### Document segment

Upgrading and Rolling Back Kubernetes

Following an upgrade to the latest version of Rancher, downstream Kubernetes clusters can be upgraded to use the latest supported version of Kubernetes.

Rancher calls RKE (Rancher Kubernetes Engine) as a library when provisioning and editing RKE clusters. For more information on configuring the upgrade strategy for RKE clusters, refer to the RKE documentation.

Tested Kubernetes Versions

Before a new version of Rancher is released, it’s tested with the latest minor versions of Kubernetes to ensure compatibility. For details on which versions of Kubernetes were tested on each Rancher version, refer to the support maintenance terms.

How Upgrades Work

RKE v1.1.0 changed the way that clusters are upgraded.

In this section of the RKE documentation, you’ll learn what happens when you edit or upgrade your RKE Kubernetes cluster.

When upgrading the Kubernetes version of a cluster, we recommend that you:

  1. Take a snapshot.

  2. Initiate a Kubernetes upgrade.

  3. If the upgrade fails, revert the cluster to the pre-upgrade Kubernetes version. This is achieved by selecting the Restore etcd and Kubernetes version option. This will return your cluster to the pre-upgrade kubernetes version before restoring the etcd snapshot.

The restore operation will work on a cluster that is not in a healthy or active state.

Upgrading the Kubernetes Version

Prerequisites:
  1. In the upper left corner, click ☰ > Cluster Management.

  2. On the Clusters page, go to the cluster you want to upgrade and click ⋮ > Edit Config.

  3. From the Kubernetes Version drop-down, choose the version of Kubernetes that you want to use for the cluster.

  4. Click Save.

Result: Kubernetes begins upgrading for the cluster.

Rolling Back

A cluster can be restored to a backup in which the previous Kubernetes version was used. For more information, refer to the following sections:

Configuring the Upgrade Strategy

As of RKE v1.1.0, additional upgrade options became available to give you more granular control over the upgrade process. These options can be used to maintain availability of your applications during a cluster upgrade if certain conditions and requirements are met.

The upgrade strategy can be configured in the Rancher UI, or by editing the cluster.yml. More advanced options are available by editing the cluster.yml.

Configuring the Maximum Unavailable Worker Nodes in the Rancher UI

From the Rancher UI, the maximum number of unavailable worker nodes can be configured. During a cluster upgrade, worker nodes will be upgraded in batches of this size.

By default, the maximum number of unavailable worker is defined as 10 percent of all worker nodes. This number can be configured as a percentage or as an integer. When defined as a percentage, the batch size is rounded down to the nearest node, with a minimum of one node.

### Do this
Answer these from the page on upgrading and rolling back Kubernetes:
(a) Which option is selected to revert a cluster to its pre-upgrade Kubernetes version after a failed upgrade?
(b) Which RKE version changed the way clusters are upgraded?
(c) By default, how is the maximum number of unavailable worker nodes defined?

### Supplied information
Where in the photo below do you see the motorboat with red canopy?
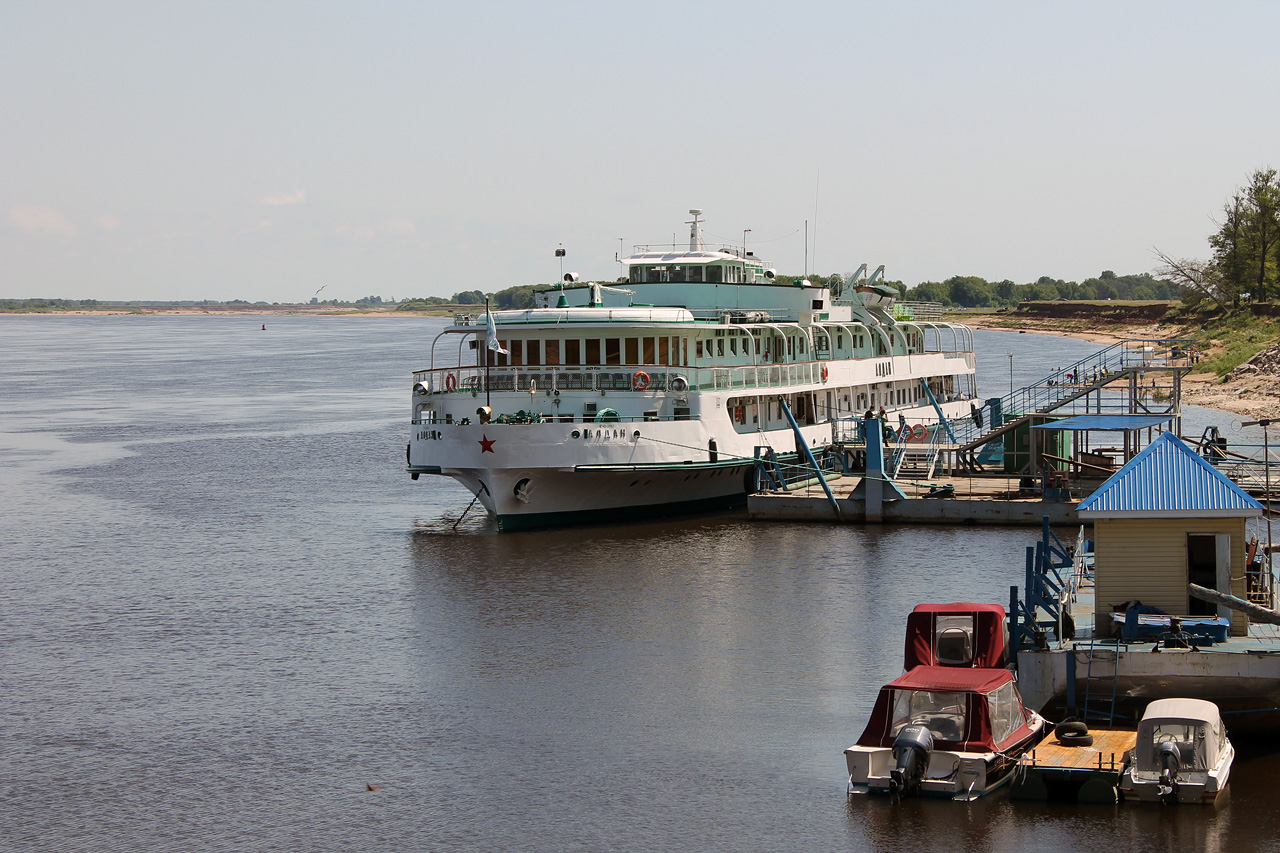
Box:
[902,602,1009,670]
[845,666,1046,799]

* * *

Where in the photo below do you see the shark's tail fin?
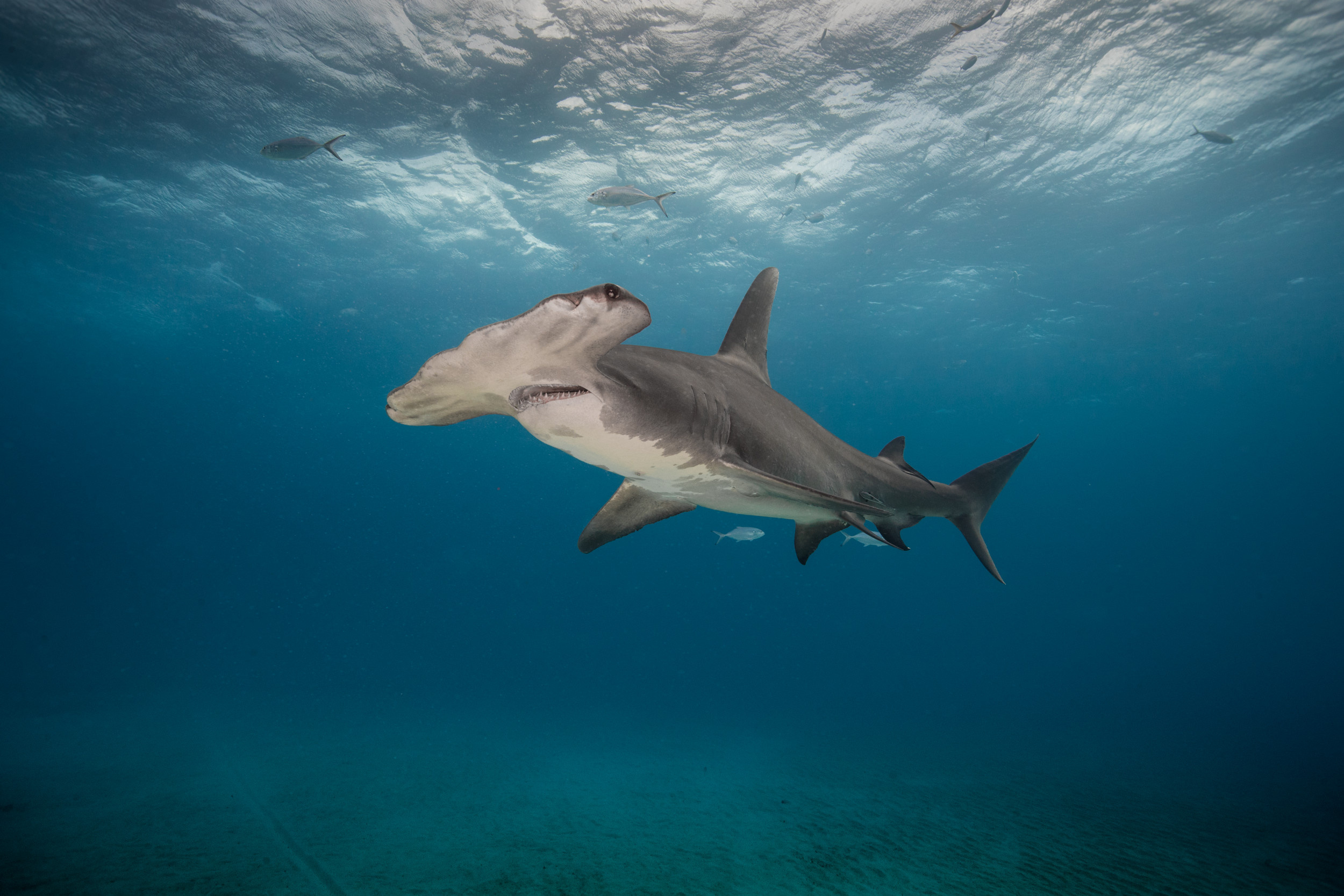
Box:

---

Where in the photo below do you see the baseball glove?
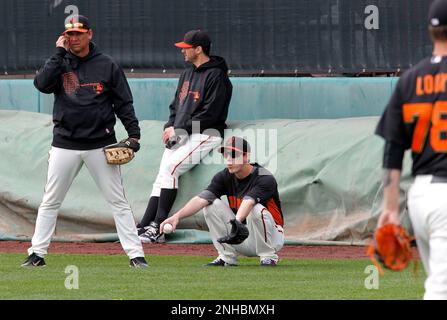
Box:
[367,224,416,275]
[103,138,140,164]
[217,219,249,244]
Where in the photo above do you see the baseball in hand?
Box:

### Answer
(a) The Restore etcd and Kubernetes version option.
(b) RKE v1.1.0.
(c) As 10 percent of all worker nodes.